Labeling and segmentation records:
----------

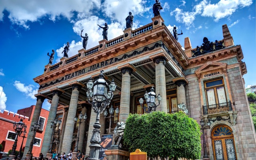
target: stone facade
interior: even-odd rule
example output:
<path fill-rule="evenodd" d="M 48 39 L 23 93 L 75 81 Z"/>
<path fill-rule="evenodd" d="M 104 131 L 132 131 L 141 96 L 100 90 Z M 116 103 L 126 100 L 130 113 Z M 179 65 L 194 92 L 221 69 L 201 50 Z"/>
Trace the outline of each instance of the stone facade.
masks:
<path fill-rule="evenodd" d="M 111 124 L 109 118 L 100 116 L 101 134 L 108 133 L 110 125 L 112 131 L 116 123 L 125 122 L 130 113 L 143 114 L 139 100 L 144 99 L 142 106 L 147 106 L 144 95 L 153 86 L 156 93 L 162 96 L 157 110 L 174 113 L 179 111 L 178 105 L 184 103 L 189 116 L 198 123 L 203 120 L 209 124 L 204 128 L 209 156 L 204 159 L 220 156 L 225 160 L 228 156 L 230 159 L 256 159 L 255 130 L 242 78 L 247 72 L 246 65 L 242 61 L 241 46 L 234 45 L 226 25 L 222 26 L 223 39 L 218 43 L 204 41 L 204 49 L 211 52 L 201 48 L 195 56 L 196 48 L 192 48 L 188 37 L 185 38 L 184 51 L 160 16 L 152 20 L 136 30 L 125 30 L 124 35 L 101 41 L 99 46 L 82 49 L 72 57 L 46 65 L 44 74 L 34 79 L 40 85 L 38 92 L 53 102 L 56 98 L 52 91 L 63 90 L 56 114 L 57 117 L 63 114 L 64 123 L 59 135 L 61 146 L 54 149 L 68 153 L 74 148 L 78 132 L 74 118 L 85 112 L 82 108 L 86 105 L 90 116 L 80 128 L 82 130 L 80 133 L 84 134 L 80 134 L 78 148 L 89 154 L 96 114 L 86 101 L 86 86 L 90 77 L 95 79 L 103 70 L 108 84 L 112 79 L 115 80 L 117 87 L 110 105 L 118 107 L 120 112 Z M 157 25 L 154 24 L 156 21 L 159 21 Z M 212 48 L 208 47 L 210 45 Z M 67 114 L 64 114 L 64 108 L 68 109 Z M 51 137 L 52 134 L 49 132 L 47 136 Z M 202 146 L 202 136 L 201 138 Z M 202 150 L 202 155 L 203 158 Z"/>

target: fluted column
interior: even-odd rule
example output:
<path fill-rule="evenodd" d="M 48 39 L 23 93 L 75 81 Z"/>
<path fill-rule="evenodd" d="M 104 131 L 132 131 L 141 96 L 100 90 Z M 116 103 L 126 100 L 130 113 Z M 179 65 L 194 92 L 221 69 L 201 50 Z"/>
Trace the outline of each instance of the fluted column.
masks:
<path fill-rule="evenodd" d="M 86 149 L 85 152 L 86 155 L 89 155 L 90 154 L 90 148 L 89 147 L 89 146 L 91 144 L 90 140 L 91 139 L 91 138 L 92 136 L 92 131 L 94 128 L 93 128 L 93 125 L 94 124 L 95 121 L 96 120 L 96 116 L 97 114 L 94 112 L 94 110 L 92 109 L 91 117 L 90 119 L 90 124 L 89 124 L 89 130 L 88 130 L 88 136 L 87 136 L 87 144 L 86 144 Z"/>
<path fill-rule="evenodd" d="M 50 109 L 48 120 L 47 120 L 46 127 L 45 129 L 44 136 L 44 140 L 43 141 L 41 150 L 41 152 L 43 154 L 43 155 L 44 156 L 46 156 L 46 157 L 48 158 L 51 157 L 52 156 L 51 147 L 52 145 L 52 134 L 54 134 L 55 129 L 54 128 L 51 128 L 51 122 L 53 122 L 56 118 L 57 108 L 59 104 L 60 96 L 62 93 L 64 92 L 64 91 L 58 88 L 58 90 L 54 90 L 52 92 L 53 96 L 52 100 L 52 104 L 51 104 L 51 108 Z M 52 144 L 52 146 L 50 146 L 50 144 Z M 48 153 L 47 155 L 46 155 L 46 153 Z"/>
<path fill-rule="evenodd" d="M 101 137 L 101 135 L 104 134 L 105 133 L 105 116 L 104 114 L 100 114 L 100 123 L 101 125 L 100 127 L 100 137 Z"/>
<path fill-rule="evenodd" d="M 64 143 L 62 143 L 61 153 L 69 153 L 71 147 L 74 126 L 75 124 L 74 118 L 76 116 L 79 90 L 82 87 L 82 85 L 77 83 L 72 84 L 72 94 L 71 94 L 71 98 L 69 104 L 68 113 L 67 117 L 67 122 L 63 137 Z"/>
<path fill-rule="evenodd" d="M 61 129 L 61 133 L 60 134 L 60 144 L 59 144 L 58 151 L 56 153 L 60 153 L 60 151 L 61 150 L 61 148 L 62 146 L 62 142 L 63 142 L 63 137 L 64 137 L 64 132 L 65 132 L 65 129 L 66 128 L 66 123 L 67 122 L 67 117 L 68 117 L 68 108 L 64 108 L 64 111 L 63 114 L 63 118 L 62 118 L 62 128 Z"/>
<path fill-rule="evenodd" d="M 164 67 L 166 59 L 162 56 L 158 56 L 154 58 L 153 60 L 156 65 L 156 94 L 157 95 L 160 93 L 162 97 L 160 105 L 156 108 L 156 110 L 167 113 L 166 87 Z"/>
<path fill-rule="evenodd" d="M 186 82 L 183 80 L 177 80 L 175 82 L 177 86 L 177 101 L 178 104 L 184 103 L 186 104 L 185 86 Z"/>
<path fill-rule="evenodd" d="M 42 106 L 43 104 L 43 102 L 46 98 L 46 97 L 44 95 L 43 95 L 41 94 L 37 94 L 35 95 L 35 96 L 36 97 L 36 107 L 35 108 L 35 110 L 33 115 L 33 117 L 32 118 L 32 120 L 31 120 L 31 123 L 30 124 L 30 128 L 31 128 L 31 126 L 34 125 L 35 123 L 38 123 L 39 120 L 39 117 L 40 116 L 40 113 L 41 113 L 41 109 L 42 109 Z M 33 135 L 34 131 L 31 131 L 29 130 L 28 131 L 28 136 L 27 138 L 27 141 L 26 143 L 26 146 L 24 149 L 24 153 L 23 154 L 23 156 L 22 158 L 22 159 L 24 159 L 27 156 L 28 154 L 29 154 L 28 156 L 30 158 L 31 157 L 31 153 L 28 153 L 28 149 L 30 145 L 30 143 L 32 140 L 34 139 L 34 136 L 35 135 Z M 32 148 L 31 151 L 33 149 L 33 146 L 32 146 Z M 28 159 L 27 158 L 27 159 Z"/>
<path fill-rule="evenodd" d="M 119 122 L 125 122 L 130 113 L 130 91 L 131 88 L 131 74 L 132 68 L 125 67 L 121 68 L 122 73 L 122 90 L 120 100 Z"/>
<path fill-rule="evenodd" d="M 82 104 L 82 114 L 83 115 L 84 115 L 85 113 L 86 113 L 87 110 L 86 108 L 84 106 L 83 106 Z M 80 129 L 79 130 L 79 141 L 78 141 L 78 150 L 82 151 L 83 148 L 83 144 L 84 143 L 84 134 L 85 134 L 85 127 L 86 126 L 86 120 L 82 120 L 83 122 L 80 125 Z"/>

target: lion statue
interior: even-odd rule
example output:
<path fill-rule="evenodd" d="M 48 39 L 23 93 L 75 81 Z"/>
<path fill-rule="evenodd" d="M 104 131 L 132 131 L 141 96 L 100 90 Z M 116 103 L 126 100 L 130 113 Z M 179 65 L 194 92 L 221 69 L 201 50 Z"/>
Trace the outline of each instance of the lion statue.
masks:
<path fill-rule="evenodd" d="M 116 124 L 116 126 L 114 130 L 114 142 L 111 147 L 123 148 L 124 130 L 125 129 L 125 123 L 120 122 Z"/>

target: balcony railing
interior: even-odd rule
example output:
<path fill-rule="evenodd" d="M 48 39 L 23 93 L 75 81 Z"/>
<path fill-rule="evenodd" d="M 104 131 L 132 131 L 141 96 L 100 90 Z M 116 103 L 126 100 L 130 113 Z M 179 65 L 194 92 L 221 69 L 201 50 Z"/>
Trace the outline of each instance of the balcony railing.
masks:
<path fill-rule="evenodd" d="M 231 102 L 220 103 L 209 106 L 203 106 L 204 115 L 220 113 L 232 110 Z"/>

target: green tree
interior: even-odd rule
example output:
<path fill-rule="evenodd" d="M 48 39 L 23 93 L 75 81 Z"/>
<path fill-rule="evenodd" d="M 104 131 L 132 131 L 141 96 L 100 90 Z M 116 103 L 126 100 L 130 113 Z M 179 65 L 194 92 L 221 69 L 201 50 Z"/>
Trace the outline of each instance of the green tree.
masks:
<path fill-rule="evenodd" d="M 124 140 L 130 152 L 139 148 L 150 157 L 195 159 L 201 156 L 201 134 L 196 121 L 182 112 L 154 112 L 130 114 Z"/>

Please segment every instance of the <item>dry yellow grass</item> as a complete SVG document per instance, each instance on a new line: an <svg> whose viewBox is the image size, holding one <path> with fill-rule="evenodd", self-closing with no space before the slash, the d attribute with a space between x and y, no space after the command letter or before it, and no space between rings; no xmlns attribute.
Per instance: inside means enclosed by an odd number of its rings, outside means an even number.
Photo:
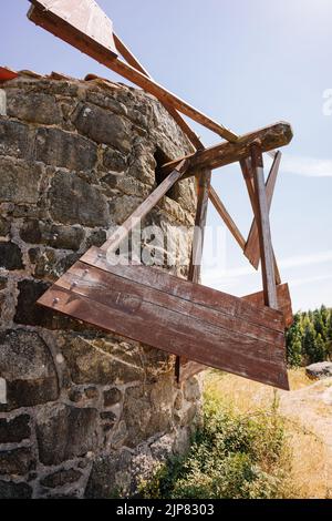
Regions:
<svg viewBox="0 0 332 521"><path fill-rule="evenodd" d="M277 398L290 447L289 497L328 498L332 494L332 450L326 440L314 432L309 420L314 421L314 416L311 415L313 410L313 413L319 413L321 418L328 415L331 420L331 406L320 405L320 411L313 397L311 401L305 399L305 387L309 390L313 381L305 376L303 369L290 370L289 380L291 392L286 392L234 375L210 370L206 372L205 386L208 392L230 402L240 413L255 413L270 408ZM325 385L328 386L329 384ZM301 395L298 399L299 391ZM309 409L308 421L305 408Z"/></svg>

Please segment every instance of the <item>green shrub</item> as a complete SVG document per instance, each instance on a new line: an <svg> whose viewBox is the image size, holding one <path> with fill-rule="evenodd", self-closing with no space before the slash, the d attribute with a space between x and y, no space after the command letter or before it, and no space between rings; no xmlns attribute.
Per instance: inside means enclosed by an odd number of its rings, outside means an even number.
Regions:
<svg viewBox="0 0 332 521"><path fill-rule="evenodd" d="M331 358L332 310L325 306L308 313L297 313L288 329L287 360L290 367L301 367Z"/></svg>
<svg viewBox="0 0 332 521"><path fill-rule="evenodd" d="M142 483L145 499L272 499L287 474L283 422L273 402L267 412L238 415L207 396L204 427L181 458Z"/></svg>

----------

Goal: Copy the final stretch of lines, starting at the one that holds "target: green tree" and ending at the last line of the data, exactly; omit pictures.

Written response:
target: green tree
interior: even-odd rule
example output:
<path fill-rule="evenodd" d="M 48 39 L 23 93 L 75 81 Z"/>
<path fill-rule="evenodd" d="M 104 131 L 132 131 L 141 96 L 100 90 Z M 116 103 L 126 100 L 130 113 Z M 179 65 L 194 92 L 221 69 L 201 50 Z"/>
Trace the outline of each instance of the green tree.
masks:
<path fill-rule="evenodd" d="M 124 140 L 130 152 L 139 148 L 150 157 L 195 159 L 201 156 L 201 134 L 196 121 L 182 112 L 154 112 L 130 114 Z"/>

Please segment every instance of the <item>dry yellow grass</item> as a complete SVG document per instance, each instance on a new line: an <svg> whose viewBox is the image size, holding one <path> with fill-rule="evenodd", self-closing with no space before the slash, the d attribute with a space between x and y, no space after the command letter or before it, and no space between rings; no xmlns attribute.
Per instance: inside means enclosed by an odd number of its rings, outside means an even number.
Photo:
Regions:
<svg viewBox="0 0 332 521"><path fill-rule="evenodd" d="M277 398L290 447L289 497L328 498L332 494L332 450L326 440L314 432L309 420L314 421L314 416L311 415L313 410L313 413L319 413L321 418L328 415L331 420L331 406L320 405L320 411L313 397L311 401L305 399L305 387L309 390L313 381L305 376L303 369L290 370L289 380L291 392L286 392L234 375L210 370L206 372L205 386L208 392L230 402L240 413L255 413L270 408ZM325 385L328 386L329 384ZM301 395L298 399L299 391ZM309 409L308 421L305 408Z"/></svg>

Please segment every instance of the <item>green shrub</item> as a complete SVG document per instance, each instance on a new line: an <svg> whose viewBox is the image size, holding one <path> with fill-rule="evenodd", self-closing with no space before the slash, the d attribute with a space between x and y, no space after the command letter or before it, and no space between rings; no xmlns attribute.
Per instance: inside means enclosed by an odd number of its rings, outside means an even number.
Regions:
<svg viewBox="0 0 332 521"><path fill-rule="evenodd" d="M331 358L332 310L325 306L308 313L297 313L288 329L287 360L290 367L301 367Z"/></svg>
<svg viewBox="0 0 332 521"><path fill-rule="evenodd" d="M142 483L145 499L272 499L287 474L283 422L273 402L267 412L238 415L207 396L204 427L181 458Z"/></svg>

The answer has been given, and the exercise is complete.